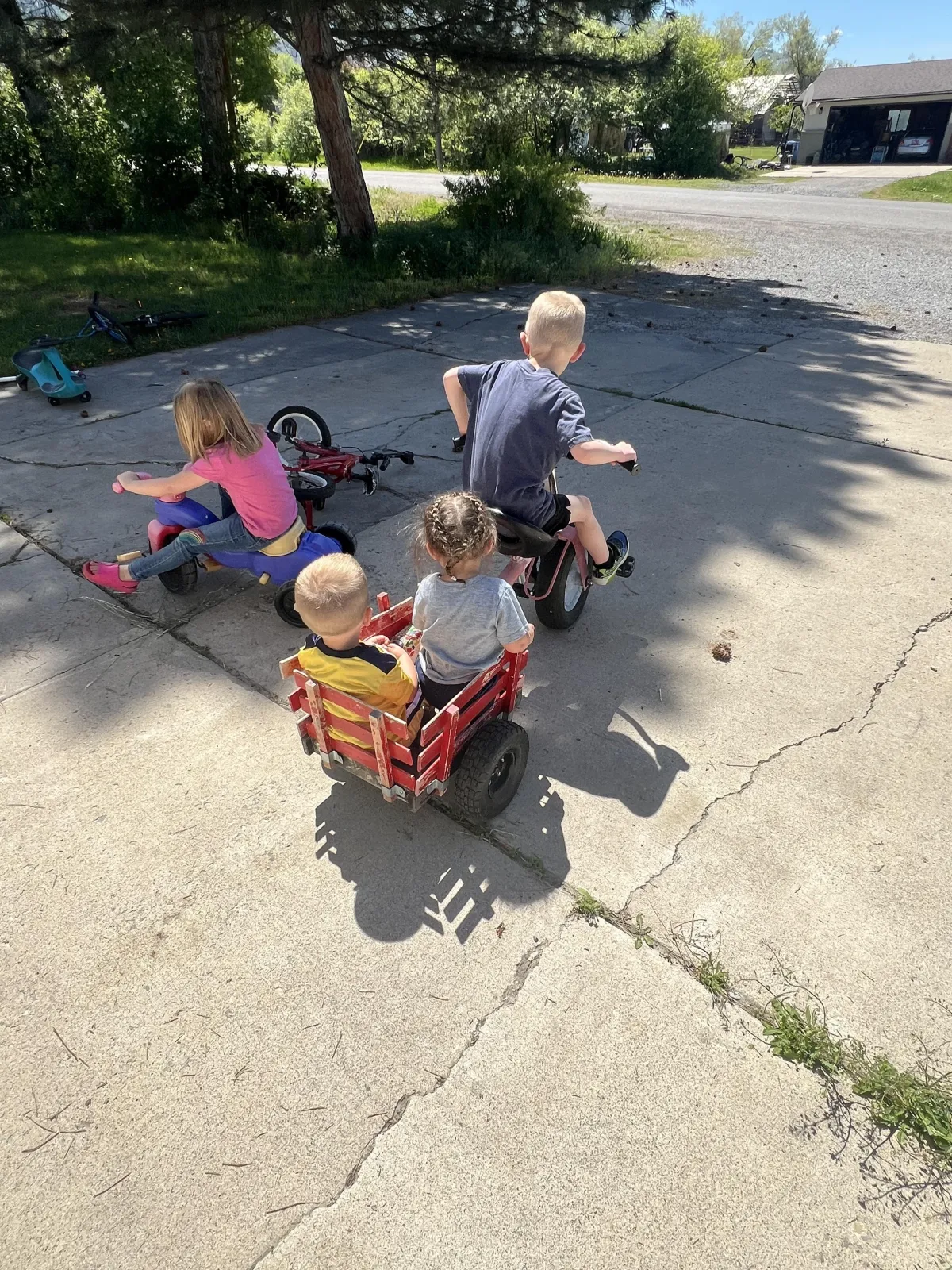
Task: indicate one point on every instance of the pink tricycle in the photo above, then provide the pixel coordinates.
(550, 569)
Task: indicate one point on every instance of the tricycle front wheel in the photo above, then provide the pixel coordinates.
(181, 579)
(285, 605)
(562, 606)
(492, 770)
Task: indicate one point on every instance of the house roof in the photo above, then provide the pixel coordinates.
(758, 93)
(876, 83)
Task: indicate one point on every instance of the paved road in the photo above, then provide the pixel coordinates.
(755, 202)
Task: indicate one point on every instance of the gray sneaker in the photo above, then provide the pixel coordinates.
(619, 545)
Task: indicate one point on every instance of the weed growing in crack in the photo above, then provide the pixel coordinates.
(588, 907)
(913, 1104)
(803, 1037)
(639, 931)
(714, 976)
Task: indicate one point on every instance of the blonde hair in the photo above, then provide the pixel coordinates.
(207, 414)
(456, 527)
(556, 321)
(332, 595)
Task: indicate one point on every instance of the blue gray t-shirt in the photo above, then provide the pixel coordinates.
(522, 422)
(465, 625)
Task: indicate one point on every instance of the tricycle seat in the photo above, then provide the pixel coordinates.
(520, 539)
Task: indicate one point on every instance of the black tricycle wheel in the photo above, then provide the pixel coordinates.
(285, 425)
(182, 579)
(490, 770)
(340, 533)
(285, 605)
(562, 606)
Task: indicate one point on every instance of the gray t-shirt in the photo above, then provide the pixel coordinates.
(522, 422)
(465, 625)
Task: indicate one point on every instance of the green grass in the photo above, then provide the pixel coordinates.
(755, 152)
(919, 190)
(588, 907)
(914, 1104)
(48, 279)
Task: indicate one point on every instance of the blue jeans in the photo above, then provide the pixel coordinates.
(230, 533)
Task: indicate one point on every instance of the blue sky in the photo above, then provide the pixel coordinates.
(873, 31)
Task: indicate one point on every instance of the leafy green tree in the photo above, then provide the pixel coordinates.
(747, 42)
(86, 182)
(150, 89)
(19, 152)
(677, 108)
(797, 48)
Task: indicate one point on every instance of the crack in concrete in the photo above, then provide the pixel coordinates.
(14, 556)
(92, 463)
(793, 745)
(524, 967)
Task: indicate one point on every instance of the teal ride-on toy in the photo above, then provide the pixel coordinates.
(44, 366)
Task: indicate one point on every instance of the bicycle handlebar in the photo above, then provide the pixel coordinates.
(121, 489)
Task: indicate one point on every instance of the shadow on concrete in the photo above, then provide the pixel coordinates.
(413, 870)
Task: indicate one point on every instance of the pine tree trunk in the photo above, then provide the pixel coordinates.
(209, 55)
(321, 67)
(18, 57)
(437, 117)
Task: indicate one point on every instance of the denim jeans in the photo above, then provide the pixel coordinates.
(230, 533)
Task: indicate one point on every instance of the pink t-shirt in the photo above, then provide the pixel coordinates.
(258, 487)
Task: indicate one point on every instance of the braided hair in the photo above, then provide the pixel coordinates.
(457, 526)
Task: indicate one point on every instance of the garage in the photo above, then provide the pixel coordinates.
(895, 114)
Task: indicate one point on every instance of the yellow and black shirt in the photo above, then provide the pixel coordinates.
(366, 671)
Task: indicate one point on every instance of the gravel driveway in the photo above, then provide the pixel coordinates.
(847, 272)
(835, 260)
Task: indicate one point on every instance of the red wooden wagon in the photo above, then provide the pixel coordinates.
(473, 738)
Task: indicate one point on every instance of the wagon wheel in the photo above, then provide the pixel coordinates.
(492, 770)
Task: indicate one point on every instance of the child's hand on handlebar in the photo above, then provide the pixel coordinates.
(130, 480)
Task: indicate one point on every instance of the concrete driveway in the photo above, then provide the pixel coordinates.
(257, 1019)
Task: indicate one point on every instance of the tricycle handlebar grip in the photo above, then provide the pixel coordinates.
(120, 489)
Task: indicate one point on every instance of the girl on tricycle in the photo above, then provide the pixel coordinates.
(259, 510)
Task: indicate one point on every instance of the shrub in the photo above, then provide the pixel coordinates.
(19, 154)
(528, 196)
(83, 182)
(295, 133)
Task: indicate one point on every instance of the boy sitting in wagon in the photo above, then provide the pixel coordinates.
(333, 598)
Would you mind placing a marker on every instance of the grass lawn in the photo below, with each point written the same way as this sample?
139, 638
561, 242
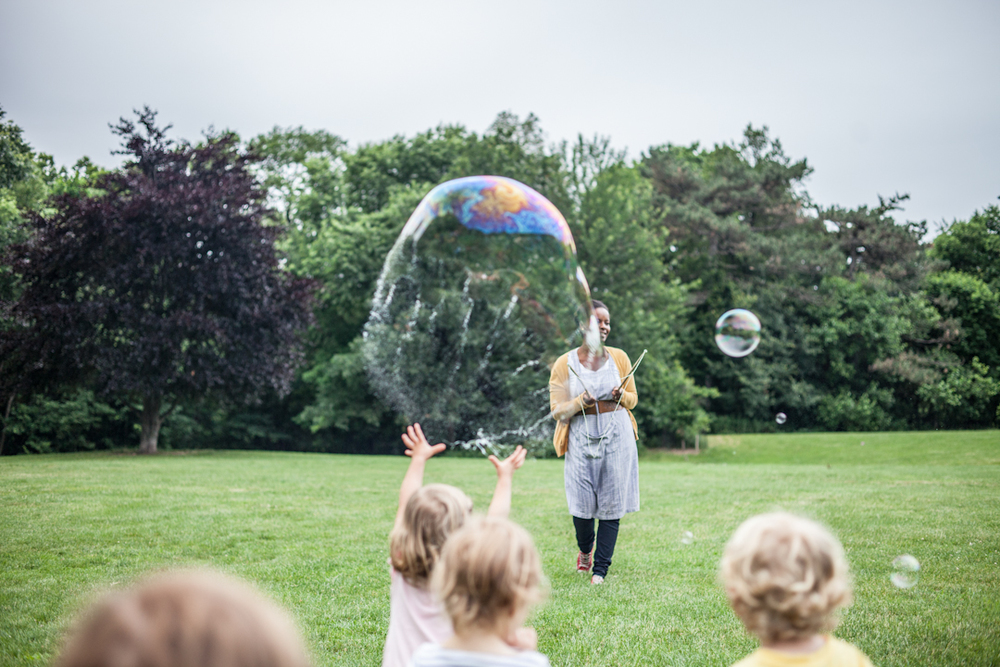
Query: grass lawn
311, 531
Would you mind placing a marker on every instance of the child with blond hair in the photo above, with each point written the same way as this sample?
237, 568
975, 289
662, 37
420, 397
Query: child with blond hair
786, 578
488, 578
184, 619
427, 515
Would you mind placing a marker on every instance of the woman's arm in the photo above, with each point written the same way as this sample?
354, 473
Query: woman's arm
419, 450
561, 404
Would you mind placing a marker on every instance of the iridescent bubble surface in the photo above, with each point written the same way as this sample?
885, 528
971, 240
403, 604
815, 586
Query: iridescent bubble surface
905, 571
737, 332
479, 295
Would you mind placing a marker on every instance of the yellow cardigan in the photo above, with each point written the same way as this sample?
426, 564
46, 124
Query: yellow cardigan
563, 410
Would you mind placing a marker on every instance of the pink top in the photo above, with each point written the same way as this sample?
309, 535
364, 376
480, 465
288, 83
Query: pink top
#####
**Work instructions:**
Omitting all pictures, set the listing down exactly.

**Output for this task:**
Task: indicate one point on every instance of the pink tricycle in the photo above, then provide the pixel coordinates.
(550, 569)
Task: indicate one point on every instance of the tricycle front wheel in the photo above, then provide the pixel coordinates.
(181, 579)
(285, 605)
(562, 606)
(492, 770)
Task: indicate one point on every instance of the house roof in the photo above, then provide the pixel coordinates.
(758, 93)
(876, 83)
Task: indicate one point on every instance of the paved road in the photo above, then provide the pixel coordinates.
(755, 202)
Task: indicate one point on every instance of the gray sneaker in the photo above, then provide the pixel coordinates.
(619, 545)
Task: indicate one point on every instance of the weed growing in crack in the photo above, then provide the pixel coordinates.
(588, 907)
(913, 1104)
(803, 1037)
(639, 931)
(714, 976)
Task: indicate one point on every instance of the blonde hair in the photo above, then provide the pixel coordinates.
(207, 414)
(456, 527)
(556, 321)
(332, 595)
Task: indicate one point on every instance of the blue gray t-shirt in the photo above, then provide the pixel coordinates.
(522, 422)
(465, 625)
Task: indicate one point on every instance of the tricycle seat in the photo above, then provide the pixel coordinates.
(520, 539)
Task: indicate one point on every instance of the black tricycle wheel in the photo above, then provide the pixel coordinates.
(285, 425)
(182, 579)
(490, 770)
(340, 533)
(285, 605)
(562, 606)
Task: indicate one point on every instance of the gray t-shirt in the photo above, then provide the pixel coordinates.
(522, 422)
(465, 625)
Task: indicate one point on every instance of the green grass in the photo above, then provide the pixel coordinates.
(755, 152)
(919, 190)
(588, 907)
(914, 1104)
(48, 279)
Task: indicate one point on every instance of the blue jeans in the photo above, then provide the pixel coordinates.
(230, 533)
Task: indicate one point on every instance of the blue sky in the photo above, then provide the pixel coordinates.
(873, 31)
Task: indicate one point on every instance of the leafy green tree in the photo above, then provide the pixel coordinates.
(747, 42)
(86, 182)
(150, 89)
(19, 152)
(677, 108)
(797, 48)
Task: indicate one point on every instance of the crack in concrete in the photo above, then provide the pixel coordinates.
(14, 556)
(92, 463)
(793, 745)
(524, 967)
Task: indicate one point on every instance of the teal ride-on toy in the photo above, then provide the pixel coordinates.
(44, 366)
Task: indicate one point on every instance of the bicycle handlebar in the photo above, then provide the pixel coordinates.
(121, 489)
Task: indicate one point on every instance of the shadow on concrete in the photo above, then provide the pixel coordinates.
(413, 870)
Task: indicate one point on every instance of the pine tree trunk in the photo above, then provide the pixel coordinates.
(209, 55)
(321, 67)
(18, 57)
(437, 117)
Task: indicate one point on every instance of the denim jeans in the photo above, then provide the pixel coordinates.
(230, 533)
Task: indicate one point on every instance of the pink t-shirt in the photo above, then provide the pixel coordinates.
(258, 487)
Task: indicate one point on every instance of the braided hair in the photo above, then provide the pixel coordinates.
(457, 526)
Task: indicate one point on every instance of the garage in the photo above, then provide the pixel coordinates.
(895, 114)
Task: indicate one point on every instance of the yellow and black shirt in the photo above, then provide the pixel coordinates.
(366, 671)
Task: indicate one point on every instance of the gravel driveway in the photo above, then provide the pixel coordinates.
(847, 272)
(835, 260)
Task: indicate one point on every instance of the red wooden wagon in the photo above, then provide the pixel coordinates.
(473, 738)
Task: indicate one point on every instance of the wagon wheel in the photo above, then provide the pixel coordinates.
(492, 770)
Task: indicate one point on every instance of the child's hand on handlebar in the photo above, then provide the pixel coordinates.
(130, 480)
Task: indicate one point on every instance of the concrete driveway in the photo above, then provide the pixel coordinates.
(257, 1019)
Task: indicate one point on every instance of the tricycle handlebar grip in the photo above, then provide the pixel coordinates.
(120, 489)
Task: indicate one point on every instance of the girl on tricycle in the photo above, then provide the pixel coordinates.
(259, 510)
Task: indicate one point on every instance of the shrub in the photo above, then provide the pixel coordinates.
(19, 154)
(528, 196)
(83, 182)
(295, 133)
Task: indicate one point on every instance of the boy sitting in wagon in the photo above, then provide the pixel coordinates.
(333, 598)
Would you mind placing a marker on every instance of the grass lawn in the photo below, with each point written the same way as this sample?
139, 638
561, 242
Query: grass lawn
311, 531
Would you mind placing a marker on every instance of the child with blond hair in the photo above, with each point written the same way as this sample?
237, 568
975, 289
662, 37
420, 397
Query: child with blond hair
786, 578
488, 578
184, 619
427, 515
Would you mind placing a marker on every instance of the woman's arm in the photo above, with each point written the same way as this sample?
354, 473
Query: woman's arm
419, 450
561, 404
Would you mind placing a marker on every instance of the iridescent bubble surface in the photo above, with each point written the same way as this sample?
885, 528
971, 240
403, 604
815, 586
Query: iridescent bubble surface
905, 571
737, 332
479, 295
Would you mind placing a marker on every instance of the yellow cardigan in the photo above, with each point written the same way as this sample?
426, 564
46, 124
Query: yellow cardigan
563, 410
Would you mind placing a marker on every instance of the pink top in the photo above, with each point written the same way as this sample?
309, 535
364, 376
480, 465
288, 83
Query: pink top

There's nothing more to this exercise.